[THE TASK] Repeat exactly the lines running from the first line of the data to the line containing "[indicate] the wooden roof", both ends included, and nothing else; drop the pictures.

[DATA SHOWN]
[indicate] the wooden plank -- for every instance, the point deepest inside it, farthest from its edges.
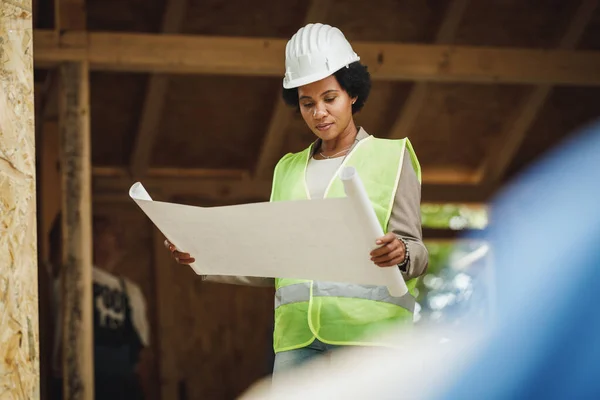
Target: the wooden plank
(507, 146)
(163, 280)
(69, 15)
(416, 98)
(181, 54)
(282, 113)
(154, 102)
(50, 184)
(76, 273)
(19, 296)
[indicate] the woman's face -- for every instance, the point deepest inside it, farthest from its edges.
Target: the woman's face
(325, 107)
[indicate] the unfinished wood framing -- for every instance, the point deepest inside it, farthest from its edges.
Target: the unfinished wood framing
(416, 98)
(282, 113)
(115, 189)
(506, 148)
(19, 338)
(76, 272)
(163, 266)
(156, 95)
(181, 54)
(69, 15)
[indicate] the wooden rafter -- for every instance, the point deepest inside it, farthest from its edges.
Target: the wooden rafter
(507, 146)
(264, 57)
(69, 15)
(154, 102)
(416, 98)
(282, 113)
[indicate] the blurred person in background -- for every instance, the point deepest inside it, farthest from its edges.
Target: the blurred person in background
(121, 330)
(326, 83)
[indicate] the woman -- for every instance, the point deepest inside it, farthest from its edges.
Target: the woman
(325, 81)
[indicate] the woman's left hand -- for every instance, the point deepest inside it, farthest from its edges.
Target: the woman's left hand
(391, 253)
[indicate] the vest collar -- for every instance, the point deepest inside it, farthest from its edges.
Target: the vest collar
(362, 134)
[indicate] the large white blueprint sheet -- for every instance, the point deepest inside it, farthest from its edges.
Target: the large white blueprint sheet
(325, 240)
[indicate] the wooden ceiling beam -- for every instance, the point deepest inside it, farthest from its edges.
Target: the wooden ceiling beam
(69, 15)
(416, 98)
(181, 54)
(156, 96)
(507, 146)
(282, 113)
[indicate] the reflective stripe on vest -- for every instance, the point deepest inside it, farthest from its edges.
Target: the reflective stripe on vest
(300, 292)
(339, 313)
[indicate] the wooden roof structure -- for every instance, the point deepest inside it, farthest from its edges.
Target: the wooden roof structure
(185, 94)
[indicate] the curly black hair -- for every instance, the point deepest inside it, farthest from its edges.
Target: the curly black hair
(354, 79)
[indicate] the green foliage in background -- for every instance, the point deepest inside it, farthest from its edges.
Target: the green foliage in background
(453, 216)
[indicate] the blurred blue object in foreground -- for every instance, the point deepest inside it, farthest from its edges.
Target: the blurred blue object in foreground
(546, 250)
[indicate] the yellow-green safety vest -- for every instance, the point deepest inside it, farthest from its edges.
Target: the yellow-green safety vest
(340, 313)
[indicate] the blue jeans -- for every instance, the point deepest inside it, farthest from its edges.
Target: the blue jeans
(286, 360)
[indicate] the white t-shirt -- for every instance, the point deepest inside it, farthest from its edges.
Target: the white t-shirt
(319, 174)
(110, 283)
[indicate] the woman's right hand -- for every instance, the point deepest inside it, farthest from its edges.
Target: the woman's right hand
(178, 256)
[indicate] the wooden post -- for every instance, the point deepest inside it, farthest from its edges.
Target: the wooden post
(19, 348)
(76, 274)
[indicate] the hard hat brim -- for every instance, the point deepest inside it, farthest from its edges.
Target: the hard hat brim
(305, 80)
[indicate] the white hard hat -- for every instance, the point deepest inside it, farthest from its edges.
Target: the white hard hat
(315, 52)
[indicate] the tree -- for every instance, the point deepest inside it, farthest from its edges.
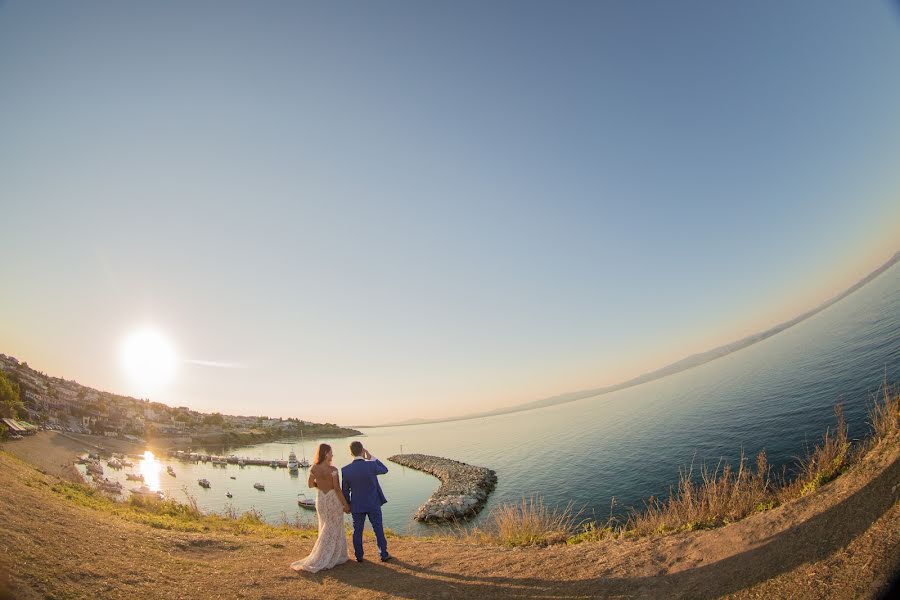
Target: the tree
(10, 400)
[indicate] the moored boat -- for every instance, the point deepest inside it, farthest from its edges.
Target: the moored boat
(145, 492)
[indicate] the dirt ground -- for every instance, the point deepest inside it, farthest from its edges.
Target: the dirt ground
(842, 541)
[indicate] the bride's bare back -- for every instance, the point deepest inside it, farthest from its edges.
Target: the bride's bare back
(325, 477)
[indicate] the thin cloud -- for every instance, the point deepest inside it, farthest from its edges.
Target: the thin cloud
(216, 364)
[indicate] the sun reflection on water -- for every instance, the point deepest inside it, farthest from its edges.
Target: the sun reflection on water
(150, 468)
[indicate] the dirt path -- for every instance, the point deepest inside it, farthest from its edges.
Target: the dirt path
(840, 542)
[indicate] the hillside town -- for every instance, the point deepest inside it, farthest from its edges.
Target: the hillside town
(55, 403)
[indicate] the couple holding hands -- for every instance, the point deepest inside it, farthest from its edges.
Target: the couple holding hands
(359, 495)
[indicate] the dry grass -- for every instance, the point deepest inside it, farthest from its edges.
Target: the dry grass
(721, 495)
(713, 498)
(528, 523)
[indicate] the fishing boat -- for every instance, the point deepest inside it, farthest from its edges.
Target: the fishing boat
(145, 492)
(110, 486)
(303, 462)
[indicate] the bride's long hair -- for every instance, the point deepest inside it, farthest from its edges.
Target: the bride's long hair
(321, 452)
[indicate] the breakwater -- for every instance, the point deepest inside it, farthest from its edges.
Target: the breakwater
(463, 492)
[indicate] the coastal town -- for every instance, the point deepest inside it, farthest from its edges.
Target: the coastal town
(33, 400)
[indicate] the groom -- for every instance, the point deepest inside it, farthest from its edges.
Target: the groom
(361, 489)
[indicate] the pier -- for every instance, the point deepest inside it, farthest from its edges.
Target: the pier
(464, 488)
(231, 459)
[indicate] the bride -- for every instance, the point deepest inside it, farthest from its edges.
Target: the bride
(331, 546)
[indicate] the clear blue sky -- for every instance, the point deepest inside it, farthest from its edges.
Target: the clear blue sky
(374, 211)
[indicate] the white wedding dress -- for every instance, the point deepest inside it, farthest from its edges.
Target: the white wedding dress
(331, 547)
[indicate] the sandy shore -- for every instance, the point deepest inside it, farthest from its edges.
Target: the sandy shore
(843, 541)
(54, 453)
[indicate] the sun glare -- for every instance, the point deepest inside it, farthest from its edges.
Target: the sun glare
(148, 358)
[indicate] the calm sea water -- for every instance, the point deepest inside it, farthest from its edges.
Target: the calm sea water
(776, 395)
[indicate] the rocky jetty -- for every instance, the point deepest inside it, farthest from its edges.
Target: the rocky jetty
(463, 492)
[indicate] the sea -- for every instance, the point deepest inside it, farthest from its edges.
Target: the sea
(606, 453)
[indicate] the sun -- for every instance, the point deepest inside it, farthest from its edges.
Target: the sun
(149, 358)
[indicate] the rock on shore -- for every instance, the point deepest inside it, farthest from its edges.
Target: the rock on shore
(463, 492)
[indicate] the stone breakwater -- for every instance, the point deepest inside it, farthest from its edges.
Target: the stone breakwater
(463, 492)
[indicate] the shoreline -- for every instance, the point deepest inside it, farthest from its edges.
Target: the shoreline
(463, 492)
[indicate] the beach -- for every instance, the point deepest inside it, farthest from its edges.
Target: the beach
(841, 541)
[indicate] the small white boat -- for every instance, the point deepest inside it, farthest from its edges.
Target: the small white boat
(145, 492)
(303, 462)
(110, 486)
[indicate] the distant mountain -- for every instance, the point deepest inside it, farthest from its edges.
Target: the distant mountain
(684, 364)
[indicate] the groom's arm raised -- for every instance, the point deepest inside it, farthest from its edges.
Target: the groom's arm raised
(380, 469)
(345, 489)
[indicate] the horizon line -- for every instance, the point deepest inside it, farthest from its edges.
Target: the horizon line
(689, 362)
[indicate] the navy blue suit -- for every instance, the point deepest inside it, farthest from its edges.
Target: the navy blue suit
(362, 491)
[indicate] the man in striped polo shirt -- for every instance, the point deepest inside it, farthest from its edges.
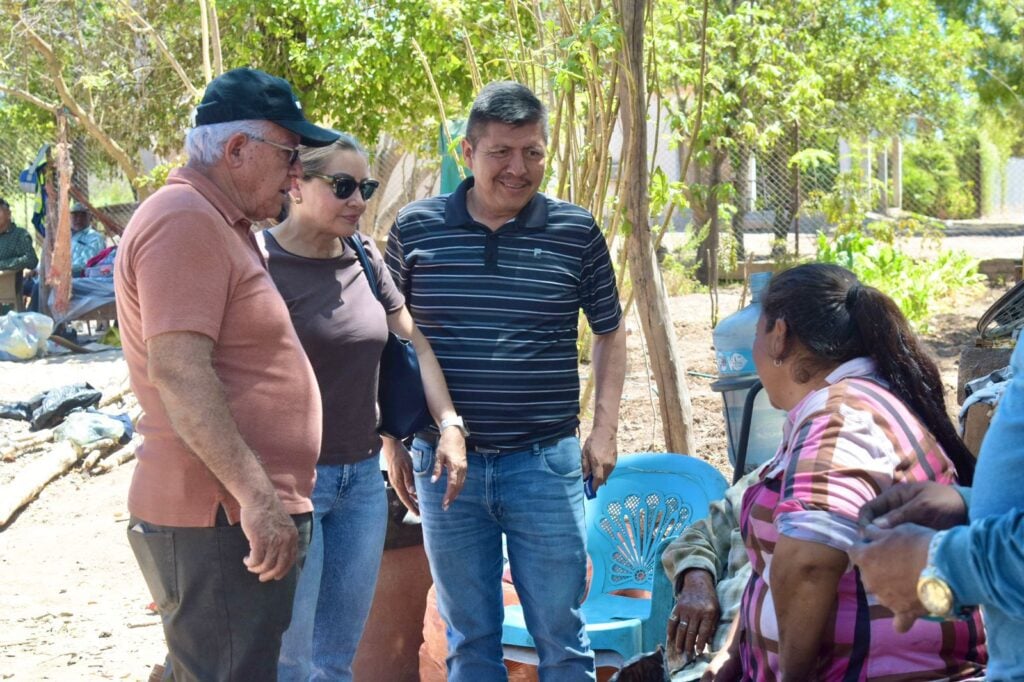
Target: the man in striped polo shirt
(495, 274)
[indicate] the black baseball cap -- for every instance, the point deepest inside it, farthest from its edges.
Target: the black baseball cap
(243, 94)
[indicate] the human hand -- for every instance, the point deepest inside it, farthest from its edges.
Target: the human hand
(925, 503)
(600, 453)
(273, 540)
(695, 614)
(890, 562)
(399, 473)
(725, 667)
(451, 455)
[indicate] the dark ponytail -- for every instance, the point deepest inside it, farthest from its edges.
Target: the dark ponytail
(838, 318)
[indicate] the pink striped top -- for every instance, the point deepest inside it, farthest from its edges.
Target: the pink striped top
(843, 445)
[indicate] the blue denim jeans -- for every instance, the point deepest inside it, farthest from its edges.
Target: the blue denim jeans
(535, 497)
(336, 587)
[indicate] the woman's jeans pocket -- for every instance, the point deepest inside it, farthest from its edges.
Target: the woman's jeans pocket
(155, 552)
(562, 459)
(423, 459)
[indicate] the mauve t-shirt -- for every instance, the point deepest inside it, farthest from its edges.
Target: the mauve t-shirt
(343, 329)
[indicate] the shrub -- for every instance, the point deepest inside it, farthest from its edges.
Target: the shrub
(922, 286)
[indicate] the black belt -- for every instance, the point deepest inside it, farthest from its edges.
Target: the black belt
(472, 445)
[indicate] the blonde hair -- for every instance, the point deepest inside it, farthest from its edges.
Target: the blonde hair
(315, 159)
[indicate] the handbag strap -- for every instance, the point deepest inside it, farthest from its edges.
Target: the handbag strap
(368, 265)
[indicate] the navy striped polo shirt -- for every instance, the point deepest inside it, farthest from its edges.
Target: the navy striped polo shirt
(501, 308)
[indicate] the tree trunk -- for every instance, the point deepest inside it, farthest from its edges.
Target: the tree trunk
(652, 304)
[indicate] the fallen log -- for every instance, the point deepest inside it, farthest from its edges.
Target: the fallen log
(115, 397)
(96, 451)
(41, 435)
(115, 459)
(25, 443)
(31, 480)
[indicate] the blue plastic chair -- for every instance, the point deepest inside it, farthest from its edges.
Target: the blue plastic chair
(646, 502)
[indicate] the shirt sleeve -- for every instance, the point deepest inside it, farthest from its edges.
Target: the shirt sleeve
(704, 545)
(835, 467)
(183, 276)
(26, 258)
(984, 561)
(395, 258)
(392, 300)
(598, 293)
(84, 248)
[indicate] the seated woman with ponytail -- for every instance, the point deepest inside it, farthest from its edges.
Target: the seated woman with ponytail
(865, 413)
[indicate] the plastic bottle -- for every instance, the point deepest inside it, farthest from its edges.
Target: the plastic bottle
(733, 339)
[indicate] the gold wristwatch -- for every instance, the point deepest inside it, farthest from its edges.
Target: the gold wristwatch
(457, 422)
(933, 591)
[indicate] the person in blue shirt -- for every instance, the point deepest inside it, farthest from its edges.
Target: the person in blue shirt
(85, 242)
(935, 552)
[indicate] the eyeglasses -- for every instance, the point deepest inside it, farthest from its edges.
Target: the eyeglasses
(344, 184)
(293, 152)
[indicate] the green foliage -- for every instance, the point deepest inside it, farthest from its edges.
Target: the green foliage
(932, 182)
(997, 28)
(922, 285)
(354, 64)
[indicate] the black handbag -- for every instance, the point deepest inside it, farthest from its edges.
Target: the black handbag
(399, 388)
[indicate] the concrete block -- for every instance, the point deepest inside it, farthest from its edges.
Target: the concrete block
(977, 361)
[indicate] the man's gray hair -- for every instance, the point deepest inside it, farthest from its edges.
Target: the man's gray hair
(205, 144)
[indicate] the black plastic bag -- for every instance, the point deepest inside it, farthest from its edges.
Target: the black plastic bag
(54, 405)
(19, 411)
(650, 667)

[ANSWER]
[indicate] the wooden plank -- for every instance, the point deepest inside it, farthest from its edges.
Target: the wooden plank
(507, 146)
(163, 280)
(69, 15)
(416, 98)
(181, 54)
(282, 113)
(154, 102)
(50, 184)
(76, 273)
(19, 296)
[indicate] the woman's face -- for every instance, the point deepest inside it, farthest from its edges.
Target: the woman's face
(325, 107)
[indicate] the unfinished wood framing -- for every instance, the point deepest inside it, farthest from its edges.
Target: the unfinished wood framing
(416, 98)
(282, 113)
(115, 189)
(506, 148)
(19, 338)
(76, 272)
(163, 266)
(156, 95)
(181, 54)
(69, 15)
[indicate] the wooden rafter -- for every instance, the point deepest inside it, farthest from its edges.
Target: the wooden rafter
(507, 146)
(264, 57)
(69, 15)
(154, 102)
(416, 98)
(282, 113)
[indicate] the blurred person in background -- for every instance, the point deepest inside it, farthest from its edges.
Target: the blurred person in background
(121, 330)
(326, 83)
[indicate] the woman -- for every instance, the point deepest inside it, farthest from its edges.
Target: the woman
(325, 81)
[indicate] the woman's left hand -- for every instance, the point deepest inside it, farthest from its edges.
Target: the woman's left hand
(391, 253)
[indicate] the vest collar -- for every instance, the point deepest inside it, farthest from its edges.
Target: the vest collar
(362, 134)
[indicate] the large white blueprint sheet -- for every instance, the point deepest inside it, farthest from its edges.
Target: the large white blueprint sheet
(325, 240)
[indicate] the wooden ceiling beam -- for every instance, the point deepest inside it, farthest from its edges.
Target: the wooden ceiling beam
(69, 15)
(416, 98)
(181, 54)
(156, 96)
(507, 146)
(282, 113)
[indicate] the reflective stripe on vest -- for every instance, the point deepest inside it, farthest from its edges.
Target: the reflective stripe on vest
(300, 292)
(339, 313)
[indicate] the wooden roof structure -- for every instance, the point deepest inside it, farthest from its edges.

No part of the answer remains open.